##### ROWS

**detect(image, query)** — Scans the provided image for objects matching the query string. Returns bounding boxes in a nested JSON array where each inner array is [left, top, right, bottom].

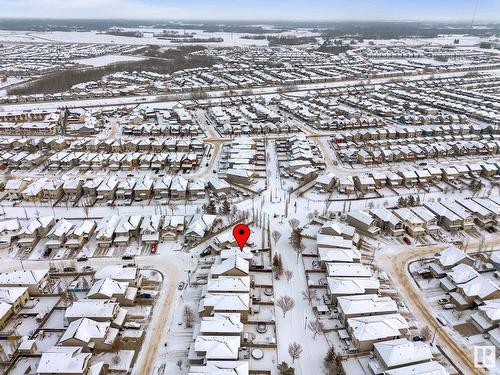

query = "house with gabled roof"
[[59, 318, 119, 352], [347, 314, 409, 352]]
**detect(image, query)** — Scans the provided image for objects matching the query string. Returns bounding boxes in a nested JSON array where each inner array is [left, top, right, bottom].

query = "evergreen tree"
[[222, 200, 231, 215], [278, 362, 295, 375]]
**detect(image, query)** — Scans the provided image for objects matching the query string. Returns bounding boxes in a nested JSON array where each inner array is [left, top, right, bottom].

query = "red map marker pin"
[[233, 224, 250, 250]]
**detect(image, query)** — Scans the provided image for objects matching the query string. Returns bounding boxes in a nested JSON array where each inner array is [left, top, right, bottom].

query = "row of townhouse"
[[316, 222, 447, 375], [0, 136, 72, 153], [34, 265, 145, 375], [71, 137, 204, 153], [95, 215, 190, 248], [188, 228, 276, 375], [346, 198, 500, 237], [315, 163, 498, 194], [338, 139, 500, 165], [426, 246, 500, 348], [38, 151, 203, 171], [333, 124, 484, 148]]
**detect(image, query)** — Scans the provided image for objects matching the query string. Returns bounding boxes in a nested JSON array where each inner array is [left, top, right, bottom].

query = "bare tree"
[[420, 326, 432, 341], [288, 218, 300, 229], [272, 230, 281, 246], [182, 305, 194, 328], [288, 341, 303, 363], [273, 253, 283, 280], [307, 320, 323, 340], [323, 346, 340, 375], [293, 243, 306, 264], [276, 296, 295, 318], [111, 353, 120, 366], [302, 288, 318, 304]]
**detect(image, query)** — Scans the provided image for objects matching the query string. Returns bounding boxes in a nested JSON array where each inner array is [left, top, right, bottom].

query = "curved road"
[[375, 238, 500, 374]]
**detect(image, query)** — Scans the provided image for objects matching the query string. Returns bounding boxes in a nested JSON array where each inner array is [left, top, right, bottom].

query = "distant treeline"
[[106, 30, 144, 38], [267, 36, 316, 46], [7, 55, 216, 95], [317, 22, 500, 39], [140, 45, 207, 59]]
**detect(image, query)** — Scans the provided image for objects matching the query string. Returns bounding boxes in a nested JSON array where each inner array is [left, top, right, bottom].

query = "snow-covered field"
[[75, 55, 143, 66]]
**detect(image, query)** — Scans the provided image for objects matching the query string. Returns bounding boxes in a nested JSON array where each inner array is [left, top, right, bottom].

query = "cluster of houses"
[[122, 103, 203, 136], [393, 83, 500, 125], [207, 102, 299, 136], [338, 135, 500, 165], [274, 96, 386, 130], [417, 246, 500, 349], [0, 265, 159, 375], [3, 175, 231, 204], [276, 134, 325, 182], [188, 234, 276, 375], [0, 46, 500, 103], [219, 137, 266, 186], [315, 162, 499, 194], [0, 110, 63, 136], [309, 220, 448, 375], [340, 198, 500, 237], [0, 215, 221, 254]]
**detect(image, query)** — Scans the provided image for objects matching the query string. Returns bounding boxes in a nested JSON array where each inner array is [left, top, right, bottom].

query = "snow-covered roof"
[[200, 293, 250, 312], [94, 265, 138, 282], [207, 276, 250, 293], [347, 314, 409, 342], [385, 361, 448, 375], [200, 313, 243, 335], [438, 246, 470, 267], [87, 278, 129, 298], [211, 256, 250, 275], [374, 338, 432, 368], [0, 269, 49, 285], [194, 336, 240, 360], [188, 361, 249, 375], [36, 347, 92, 374], [446, 263, 479, 285], [337, 294, 398, 316], [318, 248, 361, 263], [326, 263, 372, 278], [59, 318, 111, 343], [316, 233, 352, 249], [459, 275, 500, 299], [65, 299, 118, 320], [0, 286, 28, 305], [327, 277, 380, 295]]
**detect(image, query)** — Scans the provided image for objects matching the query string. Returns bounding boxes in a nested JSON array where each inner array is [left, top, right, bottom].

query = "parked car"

##########

> [TASK DIRECTIONS]: Copy the rows above from the first one through the line that contains "[[233, 224, 250, 250]]", swapping "query string" for "search text" and keeping everything else the same. Omit the pictures.

> [THE COMPLETED TASK]:
**detect(image, query)** — Scans the provided image for objects matching the search text. Returns bounding boxes in a nested JSON array where each inner array is [left, top, right, bottom].


query = "house with gabled roof"
[[59, 318, 119, 352], [347, 314, 409, 352]]
**detect(image, query)** — Scans the provided image for objects matching the search text. Returns bounding boxes in a nested JSON array where each inner array is [left, top, right, bottom].

query = "evergreen tree"
[[222, 200, 231, 215], [278, 362, 295, 375]]
**detect(image, query)** — Scans the provided image for objects matching the search text. Returns bounding boxes in a nested JSON array where each inner array is [left, top, right, bottom].

query = "red map marker pin"
[[233, 224, 250, 250]]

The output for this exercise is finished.